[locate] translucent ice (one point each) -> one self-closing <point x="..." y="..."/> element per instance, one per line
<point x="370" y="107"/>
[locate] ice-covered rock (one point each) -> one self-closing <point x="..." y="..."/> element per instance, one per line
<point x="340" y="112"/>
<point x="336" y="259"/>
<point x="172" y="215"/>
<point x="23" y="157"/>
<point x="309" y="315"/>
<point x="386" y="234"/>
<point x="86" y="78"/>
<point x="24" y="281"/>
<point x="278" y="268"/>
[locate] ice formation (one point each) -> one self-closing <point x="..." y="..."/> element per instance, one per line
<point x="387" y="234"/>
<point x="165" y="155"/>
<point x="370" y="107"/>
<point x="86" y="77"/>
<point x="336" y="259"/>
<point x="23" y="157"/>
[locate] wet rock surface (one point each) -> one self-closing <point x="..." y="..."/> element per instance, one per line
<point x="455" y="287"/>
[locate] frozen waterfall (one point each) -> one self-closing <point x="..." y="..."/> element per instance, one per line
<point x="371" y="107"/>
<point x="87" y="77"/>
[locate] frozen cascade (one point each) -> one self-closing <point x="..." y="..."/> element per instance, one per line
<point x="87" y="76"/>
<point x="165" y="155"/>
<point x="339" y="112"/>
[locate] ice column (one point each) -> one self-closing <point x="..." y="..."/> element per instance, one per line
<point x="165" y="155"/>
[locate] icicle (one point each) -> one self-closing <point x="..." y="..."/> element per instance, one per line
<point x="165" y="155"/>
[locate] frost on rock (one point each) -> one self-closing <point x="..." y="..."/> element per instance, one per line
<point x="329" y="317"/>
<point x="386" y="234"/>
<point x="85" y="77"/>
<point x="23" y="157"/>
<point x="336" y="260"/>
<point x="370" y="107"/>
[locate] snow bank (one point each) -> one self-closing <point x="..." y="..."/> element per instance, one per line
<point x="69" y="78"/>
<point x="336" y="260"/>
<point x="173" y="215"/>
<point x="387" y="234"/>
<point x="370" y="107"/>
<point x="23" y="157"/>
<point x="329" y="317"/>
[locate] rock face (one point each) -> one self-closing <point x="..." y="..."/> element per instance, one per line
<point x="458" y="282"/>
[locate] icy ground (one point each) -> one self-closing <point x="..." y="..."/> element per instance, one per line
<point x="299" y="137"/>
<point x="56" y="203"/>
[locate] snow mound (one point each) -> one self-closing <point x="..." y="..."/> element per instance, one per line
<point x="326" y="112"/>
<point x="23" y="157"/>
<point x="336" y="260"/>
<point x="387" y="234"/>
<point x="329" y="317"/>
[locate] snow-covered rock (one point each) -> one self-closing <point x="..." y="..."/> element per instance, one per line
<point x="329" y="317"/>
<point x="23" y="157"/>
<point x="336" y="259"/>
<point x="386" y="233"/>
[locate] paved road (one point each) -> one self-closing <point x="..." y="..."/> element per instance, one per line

PROBLEM —
Everything in the listing above needs to be copied exactly.

TASK SOLUTION —
[locate] translucent ice (one point each) -> one self-closing <point x="..." y="..."/> element per instance, one per line
<point x="370" y="107"/>
[locate] ice-covered rock (one point each) -> one self-closing <point x="..." y="..."/> element per instance, one per line
<point x="340" y="112"/>
<point x="336" y="259"/>
<point x="172" y="215"/>
<point x="23" y="157"/>
<point x="309" y="315"/>
<point x="386" y="234"/>
<point x="86" y="78"/>
<point x="24" y="281"/>
<point x="278" y="268"/>
[locate] ice formation (one point each) -> one self-closing <point x="..." y="..."/> element per instance, one per line
<point x="387" y="234"/>
<point x="165" y="155"/>
<point x="370" y="107"/>
<point x="86" y="77"/>
<point x="336" y="259"/>
<point x="23" y="157"/>
[locate] wet rock surface (one point each) -> one self-closing <point x="..." y="..."/> element per instance, one per line
<point x="455" y="287"/>
[locate] frozen waterfall (one point each) -> one self-closing <point x="..." y="..."/> element per instance, one per line
<point x="371" y="107"/>
<point x="87" y="77"/>
[locate] frozen cascade (one point each) -> one self-closing <point x="..." y="..."/> element per instance, one per line
<point x="87" y="76"/>
<point x="165" y="155"/>
<point x="339" y="112"/>
[locate] ice column (one point each) -> one self-closing <point x="..." y="..."/> element per instance, one per line
<point x="165" y="155"/>
[locate] icicle (one point each) -> one self-closing <point x="..." y="..."/> element per instance, one per line
<point x="165" y="155"/>
[locate] frost on rock (one point each) -> one self-closing <point x="..." y="..."/> element per instance, one per line
<point x="329" y="317"/>
<point x="386" y="234"/>
<point x="85" y="77"/>
<point x="23" y="157"/>
<point x="336" y="260"/>
<point x="370" y="107"/>
[locate] snow bank (one point each) -> one self-closing <point x="..." y="..."/> element per instance, one per line
<point x="69" y="78"/>
<point x="336" y="260"/>
<point x="173" y="215"/>
<point x="387" y="234"/>
<point x="370" y="107"/>
<point x="23" y="157"/>
<point x="329" y="317"/>
[locate] rock face (one point each) -> one self-closing <point x="..." y="..."/> element per instance, one per line
<point x="458" y="282"/>
[locate] icy ground (one point each) -> one self-closing <point x="..." y="..."/> element per instance, one per line
<point x="299" y="137"/>
<point x="56" y="203"/>
[locate] snow mound (one point each) -> one self-closing <point x="..." y="..."/> element per instance, one per line
<point x="326" y="112"/>
<point x="23" y="157"/>
<point x="336" y="260"/>
<point x="387" y="234"/>
<point x="329" y="317"/>
[locate] snow-covered rock (one point each) -> one self-closing <point x="..." y="..."/> element per instance, one per line
<point x="329" y="317"/>
<point x="23" y="157"/>
<point x="336" y="259"/>
<point x="386" y="233"/>
[locate] paved road (one point each) -> one self-closing <point x="..." y="..."/> element per instance, one per line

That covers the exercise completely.